# Work and hobbies



## Pale Rider (Sep 3, 2004)

Just a general question to anyone.  Often times we talk about martial arts, and I have noticed alot of forums have "General Discussions" - so I am going to address a general quesiton.

1) What kind of work do you do?
(Myself I am employed with Cass River Trader - delievering papers. Part time for the moment, but building up more routes. And yes! I am paying Child support for the inquisitive minds)
2) I build websites and forums - Have designed several forums for martial artists including Master Barker's and Master Mac's. I have also done personal forums for people charging them $100.  Websites generally start at $100 and up with as low as $12 for domain name.
3) I like to draw - so far I have done several pieces for members of the Art community that I am and the drawings usually start at about $75 depending on the materials used, time it takes to complete an assigment.
4) I have also done video productions - including one for a local TKD school (dvds, vcds and vhs) - that usually runs about $100 for pre-production, and $100 for production/post-production work with the first 10 dvds included. So on an average for the first 10 dvds it usually costs $200.

My websites are my way of making "resumes". I think that I do pretty good at them based on the various opinons of countless of others.  True with anything there will be some that don't like my work - but there are others out there that I am sure that will give them exactly what they want.

I have made the website *Tang Soo Do United* with that purpose in mind.  To show the martial arts community what I would be willing to do if someone wanted a website made.

I have also a list of other sites and forums in which I have made to show my reference and work that I have available.  Some of which can be found here: *Links and Forums*.

I am not lazy by far, in the past 2 years - I have applied at over 100 different businesses seeking employment. The position that I hold now - the employer knows that I do my job without fail - and has awarded me with additional work (if I chose to take it - and I have).

Sometimes on the internet - I work deals out in trade.  Someone helps me - I help them.  That was what I did with Master Mac, Josh, and Master Barker.  I find that at times - assisting others and them assisting you will reap better rewards down the road.

Anyway that is what I do for a living and hobbies.... 

What about yourself?


----------



## bignick (Sep 3, 2004)

no offense...but this seems more like your using this post as a free oppurtunity to advertise yourself than a general question about what people on this forum do


----------



## AnimEdge (Sep 3, 2004)

Ew Flashbuttons.com >
for like 100 bucks or so you can uh make those yourself 

1) I used to work, then i got fired, now i do not work 
2)I am a student going for my CSE(Computer Science and Engeenering)
3)I build websites and forums to!
http://www.animedge.net & http://www.badmentalimage.com (Same site diff name)
heres another: http://www.teesfortexas.com/ Bam, built that in less than a hour in flash and made 300+(worth in items)
4)I Draw and make games as well in Basic, c/c++ you can get those at my site

If you need a site/whatever i can make them for ya as well ^^
Money or trade of skill/items

Soon i will be creating the American Ninjutsu Site for my school; w007 w007

hehe ^_^


----------



## Pale Rider (Sep 3, 2004)

No, there was a reason why I posted exactly what I posted.  Not only to tell what I do, but there are others who are more so inquiring into my "personal" life.  So in order for me to approach that situation in a diplomatic way, I thought I would ask others as well.  I could have made 2 posts with the first one simply asking "What do you do for work and/or hobby", and then the second to tell what I do.

▶ Job a
Scale the part of the listing that opens with the line containing "Where is the white" and closes with the line containing "top-left (102, 87), bottom-right (124, 95)". Reproduce each of those lines, requests included, with every bounding-box coordinate in the answers multiplied by 1.45 and rounded to a whole number, halves rounded up.
The forum thread about work and hobbies has no connection to the listing that follows it.

▶ Record set
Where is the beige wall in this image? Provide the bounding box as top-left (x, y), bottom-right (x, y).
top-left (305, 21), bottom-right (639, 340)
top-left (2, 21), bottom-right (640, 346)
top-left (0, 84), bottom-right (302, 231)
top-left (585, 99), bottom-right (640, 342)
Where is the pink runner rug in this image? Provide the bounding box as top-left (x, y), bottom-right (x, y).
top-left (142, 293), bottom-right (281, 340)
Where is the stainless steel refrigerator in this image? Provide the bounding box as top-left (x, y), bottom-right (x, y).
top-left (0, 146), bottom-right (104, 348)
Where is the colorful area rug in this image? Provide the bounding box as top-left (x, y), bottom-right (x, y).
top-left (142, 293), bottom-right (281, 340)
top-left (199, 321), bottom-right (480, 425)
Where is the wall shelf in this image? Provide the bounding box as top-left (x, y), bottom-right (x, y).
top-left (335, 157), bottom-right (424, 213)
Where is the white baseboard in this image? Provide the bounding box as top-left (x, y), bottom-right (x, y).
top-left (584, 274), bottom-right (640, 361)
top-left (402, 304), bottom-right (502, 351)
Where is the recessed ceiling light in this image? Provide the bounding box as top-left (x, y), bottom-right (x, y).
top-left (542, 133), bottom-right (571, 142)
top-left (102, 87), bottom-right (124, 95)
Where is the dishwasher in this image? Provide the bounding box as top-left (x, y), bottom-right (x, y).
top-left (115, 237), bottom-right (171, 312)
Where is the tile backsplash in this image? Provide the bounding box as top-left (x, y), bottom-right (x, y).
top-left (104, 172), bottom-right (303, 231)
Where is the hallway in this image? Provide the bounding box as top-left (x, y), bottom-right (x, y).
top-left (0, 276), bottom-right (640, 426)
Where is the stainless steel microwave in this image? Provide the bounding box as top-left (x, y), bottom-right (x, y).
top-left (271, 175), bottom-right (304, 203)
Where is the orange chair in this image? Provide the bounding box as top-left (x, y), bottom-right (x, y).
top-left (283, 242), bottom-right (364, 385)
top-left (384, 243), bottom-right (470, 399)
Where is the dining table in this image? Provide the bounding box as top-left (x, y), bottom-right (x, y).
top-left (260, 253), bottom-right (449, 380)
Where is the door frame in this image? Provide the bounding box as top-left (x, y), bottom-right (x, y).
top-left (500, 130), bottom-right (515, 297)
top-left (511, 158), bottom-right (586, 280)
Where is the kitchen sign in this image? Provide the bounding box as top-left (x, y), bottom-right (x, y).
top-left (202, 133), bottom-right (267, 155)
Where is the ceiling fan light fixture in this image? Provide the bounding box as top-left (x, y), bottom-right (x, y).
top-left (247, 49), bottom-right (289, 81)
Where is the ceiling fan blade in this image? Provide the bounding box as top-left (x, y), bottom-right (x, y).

▶ Job b
Continue the forum thread about work and hobbies from the point where it stops.

▶ Exercise answer a
Where is the white baseboard in this image? Provide the bounding box as top-left (x, y), bottom-right (x, y).
top-left (847, 397), bottom-right (928, 523)
top-left (583, 441), bottom-right (728, 509)
Where is the recessed ceiling light in this image? Provide the bounding box as top-left (x, y), bottom-right (x, y).
top-left (786, 193), bottom-right (828, 206)
top-left (148, 126), bottom-right (180, 138)

▶ Exercise answer b
I am curious to see what other people do - If I wasn't why would I ask?  I would just simply state what I do, and not worry about the questions.  What do you think?


----------



## Pale Rider (Sep 3, 2004)

AnimEdge said:
			
		

> Ew Flashbuttons.com >
> for like 100 bucks or so you can uh make those yourself
> 
> 1) I used to work, then i got fired, now i do not work
> ...


Wow!  See if I stated I am into webdesigning, then I would more likely meet others who are also into that as well.  I admit that I am basically still in the primary development stage of designing websites as I was really into computers back in the 80's but being married etc.. put a stop to alot of that.  

I am always eager to learn new stuff... so I hope you don't mind if I ask you something from time to time... 

Thanks


----------



## bignick (Sep 3, 2004)

alright...fair enough...it just seemed that without the introductory text it was basically a list of, "Here's what I do, this is how much I charge"

As for myself...I'm Junior in college...my major?...oddly enough, Computer Science...

I'm not into web design, I'm much more into the software development and programming, C/C++, mainly...but i've had the unpleasantness of doing a little assembly, micro-assembly, microcoding


----------



## AnimEdge (Sep 3, 2004)

Ah married...im not married being only 18, but i understand 
Sure sure ask anytime


----------



## Pale Rider (Sep 3, 2004)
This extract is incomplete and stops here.